In the records below, swap "drop a single pin on each" for "place one marker on each" wherever it appears and keep everything else the same. Leave the pictures out of your answer.
═══ Records for the task
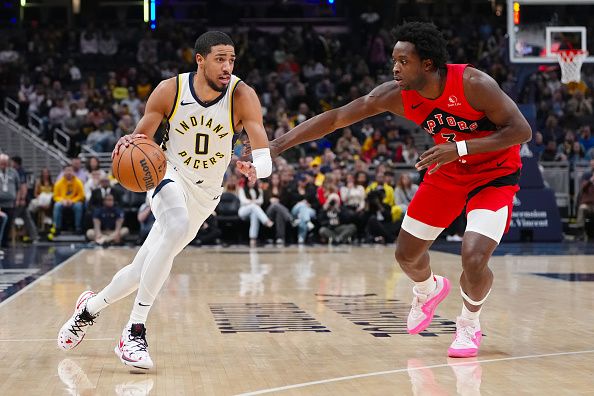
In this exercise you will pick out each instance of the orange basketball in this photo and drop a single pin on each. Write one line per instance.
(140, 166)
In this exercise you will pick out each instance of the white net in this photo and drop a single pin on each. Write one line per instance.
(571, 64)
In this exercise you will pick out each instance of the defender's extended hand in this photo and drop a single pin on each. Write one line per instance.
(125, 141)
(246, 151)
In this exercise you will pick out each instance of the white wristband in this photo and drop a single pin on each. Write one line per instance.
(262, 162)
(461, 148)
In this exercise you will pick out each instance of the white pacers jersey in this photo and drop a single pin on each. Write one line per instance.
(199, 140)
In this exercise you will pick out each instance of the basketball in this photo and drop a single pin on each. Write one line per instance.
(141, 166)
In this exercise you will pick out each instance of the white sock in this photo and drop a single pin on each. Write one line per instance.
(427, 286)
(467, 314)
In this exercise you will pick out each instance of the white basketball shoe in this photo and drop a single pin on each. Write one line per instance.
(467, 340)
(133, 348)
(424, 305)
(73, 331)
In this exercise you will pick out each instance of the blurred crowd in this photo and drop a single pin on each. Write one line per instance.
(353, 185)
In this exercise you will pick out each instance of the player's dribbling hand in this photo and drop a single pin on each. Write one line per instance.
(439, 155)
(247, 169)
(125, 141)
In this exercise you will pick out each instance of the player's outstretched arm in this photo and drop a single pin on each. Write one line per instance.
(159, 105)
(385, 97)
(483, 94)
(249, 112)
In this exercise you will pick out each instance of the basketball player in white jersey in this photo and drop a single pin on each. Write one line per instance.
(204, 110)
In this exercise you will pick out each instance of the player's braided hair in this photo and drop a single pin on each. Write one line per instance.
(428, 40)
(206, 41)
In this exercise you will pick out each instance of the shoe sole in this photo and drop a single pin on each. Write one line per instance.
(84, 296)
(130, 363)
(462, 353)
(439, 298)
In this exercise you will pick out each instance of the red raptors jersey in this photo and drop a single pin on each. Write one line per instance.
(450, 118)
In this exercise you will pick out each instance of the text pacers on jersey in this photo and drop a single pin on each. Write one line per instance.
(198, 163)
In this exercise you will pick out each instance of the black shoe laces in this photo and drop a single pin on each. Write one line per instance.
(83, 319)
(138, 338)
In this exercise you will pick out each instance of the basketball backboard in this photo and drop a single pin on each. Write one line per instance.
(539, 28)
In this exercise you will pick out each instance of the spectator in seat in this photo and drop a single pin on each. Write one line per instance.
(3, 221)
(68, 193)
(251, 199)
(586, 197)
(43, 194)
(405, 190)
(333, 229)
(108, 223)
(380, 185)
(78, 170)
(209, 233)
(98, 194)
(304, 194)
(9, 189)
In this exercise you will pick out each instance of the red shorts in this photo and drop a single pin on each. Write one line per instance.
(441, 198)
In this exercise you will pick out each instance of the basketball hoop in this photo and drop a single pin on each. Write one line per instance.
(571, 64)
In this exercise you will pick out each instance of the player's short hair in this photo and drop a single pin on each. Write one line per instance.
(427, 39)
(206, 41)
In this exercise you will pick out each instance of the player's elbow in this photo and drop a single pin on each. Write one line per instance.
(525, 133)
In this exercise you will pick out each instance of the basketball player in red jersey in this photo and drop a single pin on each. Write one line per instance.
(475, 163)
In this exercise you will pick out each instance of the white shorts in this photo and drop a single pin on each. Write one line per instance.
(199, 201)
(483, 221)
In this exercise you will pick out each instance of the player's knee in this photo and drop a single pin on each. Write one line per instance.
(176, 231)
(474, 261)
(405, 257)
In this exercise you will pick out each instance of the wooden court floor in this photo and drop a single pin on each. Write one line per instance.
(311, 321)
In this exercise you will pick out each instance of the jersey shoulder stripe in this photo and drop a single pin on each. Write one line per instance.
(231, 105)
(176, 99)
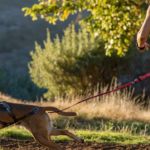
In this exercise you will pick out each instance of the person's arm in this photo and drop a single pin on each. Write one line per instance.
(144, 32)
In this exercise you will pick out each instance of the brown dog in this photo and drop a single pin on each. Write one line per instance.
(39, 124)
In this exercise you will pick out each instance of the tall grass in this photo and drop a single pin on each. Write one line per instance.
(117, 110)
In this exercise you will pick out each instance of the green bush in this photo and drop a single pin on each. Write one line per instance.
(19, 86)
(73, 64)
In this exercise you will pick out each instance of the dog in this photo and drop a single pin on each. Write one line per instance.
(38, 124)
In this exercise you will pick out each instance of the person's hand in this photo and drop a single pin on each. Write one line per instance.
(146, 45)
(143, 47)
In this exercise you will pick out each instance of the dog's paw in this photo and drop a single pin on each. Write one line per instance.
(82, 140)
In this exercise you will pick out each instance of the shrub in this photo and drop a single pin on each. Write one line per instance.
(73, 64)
══════
▶ **Full output**:
In this exercise you will pick out each instance of the orange basketball in this photo and place one marker on each. Write one line per instance.
(140, 166)
In this exercise you will pick out each instance of the white net in this photo and place one marker on each. Write one line per instance.
(571, 64)
In this exercise you will pick out each instance of the defender's extended hand in this photo and place one marker on each. Write one line per instance.
(125, 141)
(246, 151)
In this exercise you will pick out each instance of the white wristband in this photo and place one marker on each. Write one line per instance.
(262, 162)
(461, 148)
In this exercise you will pick out each instance of the white pacers jersey in this photo and place one marker on each. Write one line per instance.
(199, 140)
In this exercise you will pick out each instance of the basketball in this photo and place one marker on each. Write one line per instance.
(141, 166)
In this exercise you will pick out each instance of the white sock in this photo and place one marker on each. Write one line per instance.
(427, 286)
(467, 314)
In this exercise you will pick out each instance of the white basketball shoe in this photo and place one marker on each. Write one line per instance.
(467, 340)
(133, 348)
(424, 305)
(73, 331)
In this exercise you will pick out each instance of the blurred crowd in this photo and place one marker on each. Write one line per instance.
(353, 185)
In this exercise you will pick out each instance of the player's dribbling hand in this photo and place one marker on each. Write one line per instance.
(439, 155)
(247, 169)
(125, 141)
In this exercise you will pick out each instance of the player's outstretched arm in this photo and place one marker on each. Write one line per instance.
(159, 105)
(385, 97)
(483, 94)
(249, 112)
In this exercise you will pick out each instance of the basketball player in white jersey in this photo and place one marker on each. Write one line per instance.
(204, 110)
In this exercise you will pick out each instance of the player's braided hair in this photo and place one marker on each. Write one line per instance.
(428, 40)
(206, 41)
In this exercise you will pick out each instance of the shoe sole in this photo and place one marker on each. Write one line per instance.
(84, 296)
(130, 363)
(462, 353)
(439, 298)
In this exercise you will pick out each instance of the red raptors jersey in this photo and place one marker on each. Write one line per instance.
(450, 118)
In this exercise you will pick out each instance of the text pacers on jersey in this photo and place one marker on each. Write one line per instance.
(198, 163)
In this exercise you will pick out each instance of the black shoe laces in this photo and place one marker on each. Write one line per instance.
(83, 319)
(138, 338)
In this exercise you will pick out each instance of the basketball backboard in this photo and place one marker on each. Write one line per instance.
(539, 28)
In this exercise you will pick out each instance of the spectator in seat in this photo and place one marker on each. Write one line per instance.
(3, 221)
(68, 193)
(251, 199)
(586, 197)
(43, 194)
(405, 190)
(333, 229)
(108, 223)
(380, 185)
(78, 170)
(209, 233)
(98, 194)
(304, 194)
(9, 189)
In this exercise you will pick out each instance of the red shorts in this photo and place one marker on each. Write one line per instance.
(441, 198)
In this exercise you will pick out each instance of the basketball hoop in this photo and place one marker on each. Write one line per instance.
(571, 64)
In this exercise you will pick out each instance of the player's short hair in this photo and place one marker on each. Write one line per instance.
(427, 39)
(206, 41)
In this exercise you will pick out each instance of the player's elbow in this photo and place one marker on each. Write one line per instance.
(525, 133)
In this exercise you will pick out each instance of the basketball player in red jersey in this photo and place one marker on each. Write one line per instance.
(475, 163)
In this exercise you will pick out each instance of the white shorts in this photo and place one marker on each. Write one line per instance.
(199, 201)
(483, 221)
In this exercise you will pick out each instance of the player's knee in this photo and place one marker on each. Write one line per instance.
(176, 231)
(474, 261)
(405, 257)
In this exercise you will pick out each instance of the wooden court floor in this photo and place one marker on each. Write one line per instance.
(311, 321)
In this exercise you will pick out each instance of the jersey shoulder stripe in this photo and place one marker on each. Write one line per instance.
(231, 105)
(176, 99)
In this exercise you will pick out each instance of the person's arm in this photo and place one marker on each. Write one line per instance.
(144, 32)
In this exercise you will pick out each instance of the brown dog in this photo and place one marker on each. Write one line per instance.
(39, 124)
In this exercise you will pick out each instance of the tall grass in this photo and place one marker on each. Write one line per instance.
(117, 110)
In this exercise you will pick out each instance of the green bush in this photo and place one marker on each. Write one line per instance.
(19, 86)
(73, 64)
In this exercise you will pick out each instance of the dog in this photo and place one marker on each. Write one line per instance.
(38, 124)
In this exercise you will pick out each instance of the person's hand in this photo and place one marker on each. Write one line per instance.
(146, 45)
(143, 47)
In this exercise you will pick out each instance of the dog's paw in this photo and place one marker on each. Write one line per instance.
(82, 140)
In this exercise you will pick out each instance of the shrub in this photo and place one marker on each. Write one line per instance.
(73, 64)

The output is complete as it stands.